Ante estos temas, mi escucha voyerista deja los hechos en segundo plano: que gane el América o que el gañán de atrás ya se haya echado a la Rosa o se haya reventado  al Pedro me tiene sin ningún cuidado –la mayoría de las veces es mentira, pues hay entre los machos un gusto por dominar al interlocutor con el relato de las hazañas propias–. Pero entre los nudos de narración acaba por asomar el juicio, el se lo merecía, el eso no está bien, los debería. Finalmente, muchas veces recurrimos a la narración para dar a entender una parte incómoda del mundo, incluyendo esa que tocamos cuando, sabiéndonos nadie, recurrimos a la mentira para mostrar algo, cualquier cosa que disimule nuestra miseria. Esas partes que incomodan nos obligan a posicionarnos frente a ellas, a mostrar cuánto hemos aprendido, cómo fuimos criados, cómo somos hábiles para reaccionar, qué tan prudentes o tan sabios, qué tan desgraciados o duros nos ha vuelto la vida. Ahí reside el verdadero relato de cada chisme, subyacente en las consideraciones o condenas del narrador, en su ira o su tristeza, su ilusión o decepción, su pasajera alegría, sus meditabundas pausas.
Nunca termina uno de sorprenderse con lo que escucha. Al terminar el Maratón de la Ciudad de México, pasé a reponer fuerzas, acompañado de mi familia, a un restaurante de la zona Sur. Varias mesas acogían las camisetas verdes de corredores aficionados, como yo. A la contigua llegó también un grupo de competidores: “jóvenes” de cuarenta y tantos  –treinta ocho, quizá, el más joven– entonación de chicos bien, forever Colonia del Valle. Largo tiempo he supuesto mis niveles de neurosis rayanos en lo patológico, he creído que mi irritabilidad o mi ansiedad salían de lo común, pero me bastó escuchar unos segundos para comprender la poca gravedad de mi caso:
--Había muchísima gente. Sí, por una parte está bien pero ¡pinche escándalo! O sea, está bien que vean pero llega un momento en que te cagan con tanto grito y tanto ¡vamos! O sea, sí, pero llegó un momento en que ya iba así de ¡ya cállense, déjenme concentrar!

• [REGISTROS ALMACENADOS]:
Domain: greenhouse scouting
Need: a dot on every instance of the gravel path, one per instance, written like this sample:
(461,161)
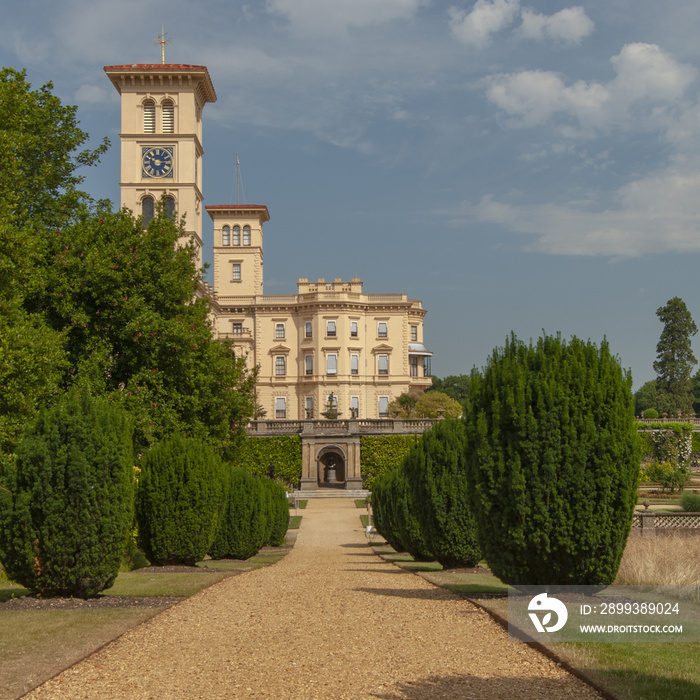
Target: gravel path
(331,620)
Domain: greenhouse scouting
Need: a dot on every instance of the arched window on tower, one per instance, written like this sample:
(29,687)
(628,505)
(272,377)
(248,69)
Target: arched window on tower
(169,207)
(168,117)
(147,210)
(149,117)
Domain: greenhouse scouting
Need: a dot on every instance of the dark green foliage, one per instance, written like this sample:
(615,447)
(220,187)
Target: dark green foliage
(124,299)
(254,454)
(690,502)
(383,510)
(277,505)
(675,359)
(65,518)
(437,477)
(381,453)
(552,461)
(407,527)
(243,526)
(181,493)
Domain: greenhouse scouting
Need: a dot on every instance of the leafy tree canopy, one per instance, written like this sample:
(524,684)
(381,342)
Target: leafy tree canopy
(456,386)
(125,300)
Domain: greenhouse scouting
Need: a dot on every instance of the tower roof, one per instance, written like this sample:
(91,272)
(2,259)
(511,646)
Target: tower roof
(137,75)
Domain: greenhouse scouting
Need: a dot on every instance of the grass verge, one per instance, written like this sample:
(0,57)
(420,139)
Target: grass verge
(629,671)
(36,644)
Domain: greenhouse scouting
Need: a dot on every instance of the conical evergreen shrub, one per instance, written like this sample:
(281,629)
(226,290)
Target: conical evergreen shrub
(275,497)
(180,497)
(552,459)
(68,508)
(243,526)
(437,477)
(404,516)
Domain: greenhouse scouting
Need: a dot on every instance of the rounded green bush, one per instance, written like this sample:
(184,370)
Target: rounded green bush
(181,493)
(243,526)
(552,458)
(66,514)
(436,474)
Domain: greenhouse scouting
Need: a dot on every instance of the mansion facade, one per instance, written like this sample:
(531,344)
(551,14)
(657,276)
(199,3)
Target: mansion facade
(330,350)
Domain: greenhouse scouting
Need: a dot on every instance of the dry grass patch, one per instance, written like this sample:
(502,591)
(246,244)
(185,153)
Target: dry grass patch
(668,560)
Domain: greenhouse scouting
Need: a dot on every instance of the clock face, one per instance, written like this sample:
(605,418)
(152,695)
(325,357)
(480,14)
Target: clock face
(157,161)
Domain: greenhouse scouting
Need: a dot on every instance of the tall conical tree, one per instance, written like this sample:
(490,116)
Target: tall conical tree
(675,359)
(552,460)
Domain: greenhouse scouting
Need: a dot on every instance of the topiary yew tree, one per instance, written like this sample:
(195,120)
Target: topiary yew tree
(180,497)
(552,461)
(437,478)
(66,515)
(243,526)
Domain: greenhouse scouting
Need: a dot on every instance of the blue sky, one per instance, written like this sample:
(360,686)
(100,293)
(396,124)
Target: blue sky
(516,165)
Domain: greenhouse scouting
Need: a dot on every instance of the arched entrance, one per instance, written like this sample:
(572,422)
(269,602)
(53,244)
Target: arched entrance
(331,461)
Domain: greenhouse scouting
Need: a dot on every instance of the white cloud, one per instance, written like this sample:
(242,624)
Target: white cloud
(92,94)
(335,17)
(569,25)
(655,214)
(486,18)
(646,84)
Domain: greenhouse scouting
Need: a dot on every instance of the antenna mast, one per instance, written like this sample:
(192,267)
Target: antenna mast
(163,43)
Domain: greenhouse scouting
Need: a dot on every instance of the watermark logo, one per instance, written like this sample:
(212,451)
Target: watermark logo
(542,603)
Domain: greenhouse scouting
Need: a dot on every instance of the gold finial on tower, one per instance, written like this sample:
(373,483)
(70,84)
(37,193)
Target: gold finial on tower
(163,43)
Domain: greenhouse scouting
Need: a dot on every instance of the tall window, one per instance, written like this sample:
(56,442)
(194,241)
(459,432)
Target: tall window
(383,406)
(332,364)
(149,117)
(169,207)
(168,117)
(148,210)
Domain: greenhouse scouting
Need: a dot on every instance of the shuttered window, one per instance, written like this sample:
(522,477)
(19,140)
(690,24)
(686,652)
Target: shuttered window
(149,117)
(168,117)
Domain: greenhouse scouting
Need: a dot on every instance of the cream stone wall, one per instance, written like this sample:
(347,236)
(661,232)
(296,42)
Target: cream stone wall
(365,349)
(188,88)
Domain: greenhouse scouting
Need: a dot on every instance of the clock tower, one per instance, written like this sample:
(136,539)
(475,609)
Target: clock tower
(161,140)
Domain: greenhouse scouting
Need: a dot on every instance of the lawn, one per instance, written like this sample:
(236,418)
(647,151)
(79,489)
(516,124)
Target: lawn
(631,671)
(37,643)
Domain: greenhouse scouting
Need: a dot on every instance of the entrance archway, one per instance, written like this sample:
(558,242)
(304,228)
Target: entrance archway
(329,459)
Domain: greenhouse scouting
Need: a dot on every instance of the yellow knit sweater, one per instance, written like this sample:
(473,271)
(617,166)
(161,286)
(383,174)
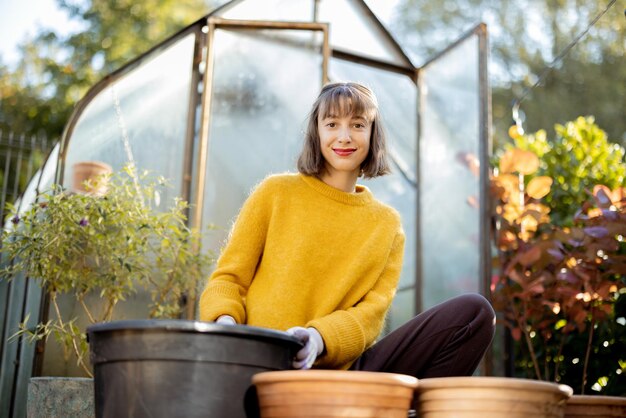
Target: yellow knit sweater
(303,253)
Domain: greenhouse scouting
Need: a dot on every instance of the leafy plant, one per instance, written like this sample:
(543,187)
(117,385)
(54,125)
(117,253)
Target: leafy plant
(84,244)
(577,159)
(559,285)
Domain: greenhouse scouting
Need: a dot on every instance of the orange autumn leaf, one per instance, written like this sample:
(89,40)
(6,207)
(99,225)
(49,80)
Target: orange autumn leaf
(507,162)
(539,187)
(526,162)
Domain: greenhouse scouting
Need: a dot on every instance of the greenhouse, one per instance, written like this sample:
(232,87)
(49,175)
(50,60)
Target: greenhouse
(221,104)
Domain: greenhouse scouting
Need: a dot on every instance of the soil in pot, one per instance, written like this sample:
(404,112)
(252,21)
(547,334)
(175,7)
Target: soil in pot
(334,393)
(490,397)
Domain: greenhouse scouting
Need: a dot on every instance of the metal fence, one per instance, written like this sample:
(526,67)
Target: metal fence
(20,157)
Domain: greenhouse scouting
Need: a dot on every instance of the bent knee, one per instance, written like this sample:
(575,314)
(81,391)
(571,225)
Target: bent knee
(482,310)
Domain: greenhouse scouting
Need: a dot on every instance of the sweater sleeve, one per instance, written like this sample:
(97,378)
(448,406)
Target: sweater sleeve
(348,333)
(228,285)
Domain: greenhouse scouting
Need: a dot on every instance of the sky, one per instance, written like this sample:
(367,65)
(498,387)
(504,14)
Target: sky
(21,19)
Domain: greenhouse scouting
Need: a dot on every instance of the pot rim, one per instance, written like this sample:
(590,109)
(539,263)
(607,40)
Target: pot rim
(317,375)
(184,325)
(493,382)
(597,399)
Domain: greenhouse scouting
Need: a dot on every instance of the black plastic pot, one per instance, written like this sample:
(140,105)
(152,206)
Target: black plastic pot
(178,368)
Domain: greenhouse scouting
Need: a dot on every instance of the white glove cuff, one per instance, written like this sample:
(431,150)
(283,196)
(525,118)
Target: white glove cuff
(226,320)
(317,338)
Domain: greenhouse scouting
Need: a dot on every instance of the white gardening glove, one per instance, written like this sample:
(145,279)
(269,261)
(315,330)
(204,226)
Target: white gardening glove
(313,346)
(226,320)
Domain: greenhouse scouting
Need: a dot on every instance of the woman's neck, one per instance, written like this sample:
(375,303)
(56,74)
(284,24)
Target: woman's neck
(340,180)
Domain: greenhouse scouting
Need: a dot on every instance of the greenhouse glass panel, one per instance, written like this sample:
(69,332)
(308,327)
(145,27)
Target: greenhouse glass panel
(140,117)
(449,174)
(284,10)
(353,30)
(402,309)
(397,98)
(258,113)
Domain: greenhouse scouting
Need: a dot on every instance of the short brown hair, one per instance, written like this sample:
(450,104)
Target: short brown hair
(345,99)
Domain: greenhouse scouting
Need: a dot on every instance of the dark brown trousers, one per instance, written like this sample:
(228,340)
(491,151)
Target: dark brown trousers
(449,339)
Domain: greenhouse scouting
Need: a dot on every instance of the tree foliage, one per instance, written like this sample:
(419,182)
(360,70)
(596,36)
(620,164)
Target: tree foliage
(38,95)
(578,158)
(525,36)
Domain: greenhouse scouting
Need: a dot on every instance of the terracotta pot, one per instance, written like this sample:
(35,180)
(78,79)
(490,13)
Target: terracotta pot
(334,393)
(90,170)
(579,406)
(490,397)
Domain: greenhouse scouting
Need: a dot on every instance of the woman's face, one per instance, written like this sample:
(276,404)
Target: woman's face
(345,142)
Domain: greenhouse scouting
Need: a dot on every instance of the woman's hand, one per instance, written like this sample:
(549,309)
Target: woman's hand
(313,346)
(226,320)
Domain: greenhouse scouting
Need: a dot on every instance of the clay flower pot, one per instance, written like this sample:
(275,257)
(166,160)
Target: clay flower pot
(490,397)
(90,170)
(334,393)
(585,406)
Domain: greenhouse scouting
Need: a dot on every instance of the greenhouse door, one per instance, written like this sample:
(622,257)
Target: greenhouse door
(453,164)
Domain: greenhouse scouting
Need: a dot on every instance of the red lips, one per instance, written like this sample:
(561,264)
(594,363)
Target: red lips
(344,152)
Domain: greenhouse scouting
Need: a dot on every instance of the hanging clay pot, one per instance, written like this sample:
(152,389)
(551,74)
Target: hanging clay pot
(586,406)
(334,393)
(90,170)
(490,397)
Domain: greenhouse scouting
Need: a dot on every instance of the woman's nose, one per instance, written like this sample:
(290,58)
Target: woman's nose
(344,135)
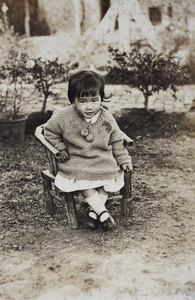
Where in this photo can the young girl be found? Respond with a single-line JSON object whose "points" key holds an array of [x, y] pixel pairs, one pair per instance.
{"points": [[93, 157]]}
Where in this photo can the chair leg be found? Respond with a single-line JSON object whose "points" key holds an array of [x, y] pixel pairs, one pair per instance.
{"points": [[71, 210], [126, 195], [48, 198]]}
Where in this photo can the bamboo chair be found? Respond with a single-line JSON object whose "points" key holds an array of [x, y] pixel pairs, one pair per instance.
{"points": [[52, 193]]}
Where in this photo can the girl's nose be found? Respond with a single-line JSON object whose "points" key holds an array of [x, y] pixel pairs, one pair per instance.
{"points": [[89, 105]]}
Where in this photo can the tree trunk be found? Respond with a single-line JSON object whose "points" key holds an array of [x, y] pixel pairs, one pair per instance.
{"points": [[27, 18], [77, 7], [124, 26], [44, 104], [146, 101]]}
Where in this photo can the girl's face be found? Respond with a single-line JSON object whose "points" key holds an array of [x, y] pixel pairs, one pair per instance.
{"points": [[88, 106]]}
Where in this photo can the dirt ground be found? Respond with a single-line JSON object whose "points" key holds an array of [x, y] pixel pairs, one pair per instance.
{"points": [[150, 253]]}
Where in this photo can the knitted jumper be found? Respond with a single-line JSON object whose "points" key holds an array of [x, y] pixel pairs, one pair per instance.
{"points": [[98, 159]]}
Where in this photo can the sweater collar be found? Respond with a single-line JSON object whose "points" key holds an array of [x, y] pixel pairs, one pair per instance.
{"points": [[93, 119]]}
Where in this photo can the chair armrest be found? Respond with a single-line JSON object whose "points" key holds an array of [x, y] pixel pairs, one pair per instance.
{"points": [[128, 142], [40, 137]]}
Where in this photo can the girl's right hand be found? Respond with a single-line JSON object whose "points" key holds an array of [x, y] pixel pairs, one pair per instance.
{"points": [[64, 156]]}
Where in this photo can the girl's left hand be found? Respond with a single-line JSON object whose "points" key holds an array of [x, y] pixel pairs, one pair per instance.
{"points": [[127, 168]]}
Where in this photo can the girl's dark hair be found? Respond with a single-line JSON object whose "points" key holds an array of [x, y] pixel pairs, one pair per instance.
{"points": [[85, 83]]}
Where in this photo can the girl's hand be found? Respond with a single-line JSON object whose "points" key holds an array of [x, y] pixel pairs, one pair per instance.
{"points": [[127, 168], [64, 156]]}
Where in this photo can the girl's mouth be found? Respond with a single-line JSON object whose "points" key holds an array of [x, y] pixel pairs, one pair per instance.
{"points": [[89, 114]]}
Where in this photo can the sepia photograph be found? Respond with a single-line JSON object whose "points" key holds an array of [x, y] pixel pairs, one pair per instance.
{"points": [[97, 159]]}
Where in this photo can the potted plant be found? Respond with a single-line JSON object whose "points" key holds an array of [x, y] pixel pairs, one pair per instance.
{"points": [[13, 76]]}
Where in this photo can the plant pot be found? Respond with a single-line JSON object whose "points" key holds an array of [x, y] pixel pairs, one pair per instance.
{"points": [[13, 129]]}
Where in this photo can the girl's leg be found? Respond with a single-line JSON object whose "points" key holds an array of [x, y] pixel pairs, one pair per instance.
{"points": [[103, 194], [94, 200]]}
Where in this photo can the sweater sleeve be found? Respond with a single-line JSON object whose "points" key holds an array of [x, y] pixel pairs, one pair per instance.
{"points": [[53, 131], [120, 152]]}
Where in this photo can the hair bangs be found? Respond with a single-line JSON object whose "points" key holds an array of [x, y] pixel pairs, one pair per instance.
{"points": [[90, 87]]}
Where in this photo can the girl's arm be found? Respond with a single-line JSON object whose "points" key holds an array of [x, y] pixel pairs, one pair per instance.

• [TAREAS]:
- A) Según el extracto, ¿por qué el narrador piensa que casi siempre son mentira los relatos de hazañas que escucha a los hombres? Contesta en una o dos oraciones.
- B) Extrae de los registros cada línea en la que aparezca la palabra "lawn".

• [RESPUESTAS ESPERADAS]:
- A) Porque entre los machos hay un gusto por dominar al interlocutor con el relato de las hazañas propias.

- B)
Need: a dot on every instance of the lawn, one per instance, written like this sample:
Target: lawn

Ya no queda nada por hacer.